TEXT EXTRACT:
::::::::::

April 21, 2017

Chewy Secret Ingredient M&M Cookies


Have you ever had one of those weeks where things have been so crazy busy that you drove home from work with your car radio off? Ahhh, silence.

This was exactly where I found myself yesterday. Even after walking through my front door, my mind was still racing with all of the things I needed to do. So I knew I needed a good distraction and stress relief, and what better way to find that spending time in my favorite little corner of our house baking! I was looking for sweet treat inspiration when a little bowl of pretty pastel m&ms leftover from Easter caught my eye.

Right away, I remembered a recipe I had eagerly saved from the cookie queen herself, Jenny at Picky Palate. She is always posting great recipes and fun treats on her blog and Instagram! Let me just say, this is the best cookie dough ever... not that I had a scoop (or 7...). Yes, it's incredible and the secret ingredient makes it pure magic. This is going to be a go to recipe for me... check it out!

Side note //
I recently had to change my blog URL, so be sure to follow along to the NEW site on Bloglovin here!

::::::::::

DATASET EXCERPTS:
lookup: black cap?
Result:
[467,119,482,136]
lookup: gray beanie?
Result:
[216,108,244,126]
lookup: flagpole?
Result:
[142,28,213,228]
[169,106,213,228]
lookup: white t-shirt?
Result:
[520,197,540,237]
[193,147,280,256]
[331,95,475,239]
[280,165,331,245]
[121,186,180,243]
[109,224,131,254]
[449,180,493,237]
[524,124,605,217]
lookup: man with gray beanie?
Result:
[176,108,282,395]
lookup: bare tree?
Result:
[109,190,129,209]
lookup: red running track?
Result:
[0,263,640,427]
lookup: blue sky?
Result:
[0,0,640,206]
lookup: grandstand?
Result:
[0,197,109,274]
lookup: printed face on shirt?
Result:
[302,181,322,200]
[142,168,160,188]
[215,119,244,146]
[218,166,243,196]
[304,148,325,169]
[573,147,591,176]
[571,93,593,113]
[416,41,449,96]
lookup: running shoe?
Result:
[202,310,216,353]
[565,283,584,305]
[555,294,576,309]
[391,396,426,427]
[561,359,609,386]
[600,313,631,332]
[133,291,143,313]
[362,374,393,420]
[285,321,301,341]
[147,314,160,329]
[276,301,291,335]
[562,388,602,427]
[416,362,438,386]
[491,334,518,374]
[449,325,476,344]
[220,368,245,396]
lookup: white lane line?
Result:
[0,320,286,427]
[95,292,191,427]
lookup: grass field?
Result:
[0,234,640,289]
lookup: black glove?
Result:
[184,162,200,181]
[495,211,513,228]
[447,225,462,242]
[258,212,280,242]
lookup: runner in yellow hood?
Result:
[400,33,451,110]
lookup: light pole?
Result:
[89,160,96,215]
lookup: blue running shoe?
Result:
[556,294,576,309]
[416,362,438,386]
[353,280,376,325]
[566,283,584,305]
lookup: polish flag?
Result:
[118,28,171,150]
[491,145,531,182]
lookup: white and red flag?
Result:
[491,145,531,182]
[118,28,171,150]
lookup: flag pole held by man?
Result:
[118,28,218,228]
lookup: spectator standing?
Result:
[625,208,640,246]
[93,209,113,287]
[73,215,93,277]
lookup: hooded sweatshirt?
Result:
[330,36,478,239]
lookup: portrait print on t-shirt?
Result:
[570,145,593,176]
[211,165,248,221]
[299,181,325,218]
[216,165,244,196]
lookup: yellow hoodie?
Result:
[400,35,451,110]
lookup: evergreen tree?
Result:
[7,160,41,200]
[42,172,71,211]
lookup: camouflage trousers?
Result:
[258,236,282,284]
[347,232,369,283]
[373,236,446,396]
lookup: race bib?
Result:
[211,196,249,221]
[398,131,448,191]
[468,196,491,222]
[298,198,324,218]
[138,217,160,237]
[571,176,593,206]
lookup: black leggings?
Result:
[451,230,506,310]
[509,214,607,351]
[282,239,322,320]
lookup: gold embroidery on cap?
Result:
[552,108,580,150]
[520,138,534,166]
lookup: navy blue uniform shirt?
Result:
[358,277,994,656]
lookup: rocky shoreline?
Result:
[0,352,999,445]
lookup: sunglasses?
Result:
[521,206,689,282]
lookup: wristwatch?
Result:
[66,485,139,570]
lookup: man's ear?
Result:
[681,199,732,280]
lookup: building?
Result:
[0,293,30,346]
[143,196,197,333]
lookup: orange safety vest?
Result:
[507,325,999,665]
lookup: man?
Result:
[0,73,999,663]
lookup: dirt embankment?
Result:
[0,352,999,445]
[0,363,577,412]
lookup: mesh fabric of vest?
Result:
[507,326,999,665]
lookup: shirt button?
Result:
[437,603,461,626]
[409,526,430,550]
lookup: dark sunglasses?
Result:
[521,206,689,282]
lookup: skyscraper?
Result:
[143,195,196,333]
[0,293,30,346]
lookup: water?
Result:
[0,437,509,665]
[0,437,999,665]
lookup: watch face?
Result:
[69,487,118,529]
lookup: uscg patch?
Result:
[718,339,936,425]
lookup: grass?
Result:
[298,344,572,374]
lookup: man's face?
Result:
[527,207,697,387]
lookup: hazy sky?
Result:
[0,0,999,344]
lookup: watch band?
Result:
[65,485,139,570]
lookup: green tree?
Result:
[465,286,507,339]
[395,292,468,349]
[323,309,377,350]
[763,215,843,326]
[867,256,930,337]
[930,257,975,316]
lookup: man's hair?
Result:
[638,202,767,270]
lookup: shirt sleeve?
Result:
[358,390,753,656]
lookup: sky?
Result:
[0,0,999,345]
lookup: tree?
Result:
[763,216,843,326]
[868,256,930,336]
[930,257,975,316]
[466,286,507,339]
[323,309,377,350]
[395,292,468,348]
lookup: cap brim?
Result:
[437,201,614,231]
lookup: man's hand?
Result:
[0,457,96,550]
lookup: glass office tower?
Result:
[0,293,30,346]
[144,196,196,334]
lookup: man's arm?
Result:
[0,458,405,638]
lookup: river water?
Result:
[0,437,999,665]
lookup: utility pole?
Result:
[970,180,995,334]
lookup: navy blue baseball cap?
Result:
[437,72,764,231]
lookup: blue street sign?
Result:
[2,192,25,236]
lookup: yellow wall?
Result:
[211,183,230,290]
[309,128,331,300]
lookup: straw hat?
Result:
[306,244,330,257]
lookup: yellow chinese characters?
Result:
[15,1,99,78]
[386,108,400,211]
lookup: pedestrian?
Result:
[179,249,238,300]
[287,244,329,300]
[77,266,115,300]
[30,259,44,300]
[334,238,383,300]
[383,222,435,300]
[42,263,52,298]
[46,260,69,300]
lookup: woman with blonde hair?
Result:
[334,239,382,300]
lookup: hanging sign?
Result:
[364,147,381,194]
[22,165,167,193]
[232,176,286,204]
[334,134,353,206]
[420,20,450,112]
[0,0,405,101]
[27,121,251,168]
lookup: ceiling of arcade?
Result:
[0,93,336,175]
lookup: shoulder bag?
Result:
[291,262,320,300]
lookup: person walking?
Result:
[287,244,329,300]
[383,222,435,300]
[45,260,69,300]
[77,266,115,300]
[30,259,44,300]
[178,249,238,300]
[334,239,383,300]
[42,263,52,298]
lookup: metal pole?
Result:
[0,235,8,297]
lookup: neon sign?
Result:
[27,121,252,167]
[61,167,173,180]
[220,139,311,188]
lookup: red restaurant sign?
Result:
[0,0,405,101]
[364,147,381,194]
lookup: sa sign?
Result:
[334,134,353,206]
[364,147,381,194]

::::::::::

GOAL 1: In the M&M cookie blog post, whose saved recipe does the writer remember?
GOAL 2: Carry on the M&M cookie blog post from its last sentence.

EXERCISE RESULT 1: Jenny's, at Picky Palate.

EXERCISE RESULT 2:
Chewy M&M Cookies
 // Lightly adapted from Picky Palate //



Ingredients:

  • 1/2 cup softened unsalted butter 
  • 1/2 cup brown sugar
  • 1/2 cup sugar
  • 1 egg
  • 1/2 teaspoon real vanilla extract (the good stuff!)
  • 1-1/2 cups flour
  • 3 tablespoons dry Jell-o instant vanilla pudding mix
  • 1/2 teaspoon baking soda
  • 1/2 teaspoon salt
  • 1/2 cup mini chocolate chips
  • 1 cup m&m candies


Directions:

1) Preheat oven to 350 degrees

2) Cream softened butter, brown sugar, and sugar using a stand or hand mixer for about 2 minutes until well combined and creamy.

3) Add the egg and vanilla to the mixture, just until incorporated

4) Add flour, instant pudding mix, baking soda, and salt. Combine ingredients, but be sure to not over mix as it leads to tougher cookies. Hand stir in m&ms and chocolate chips.

5) Once dough is ready, place cookie dough onto a Silpat lined cookie sheet by the large spoonful. I recommend about 1-2 inches of spacing as cookies may spread a little. Bake for 10-12 minutes until edges are lightly golden but centers are soft, and let cook on the cookie sheet.

Yields: 12 cookies




Bon Appetit!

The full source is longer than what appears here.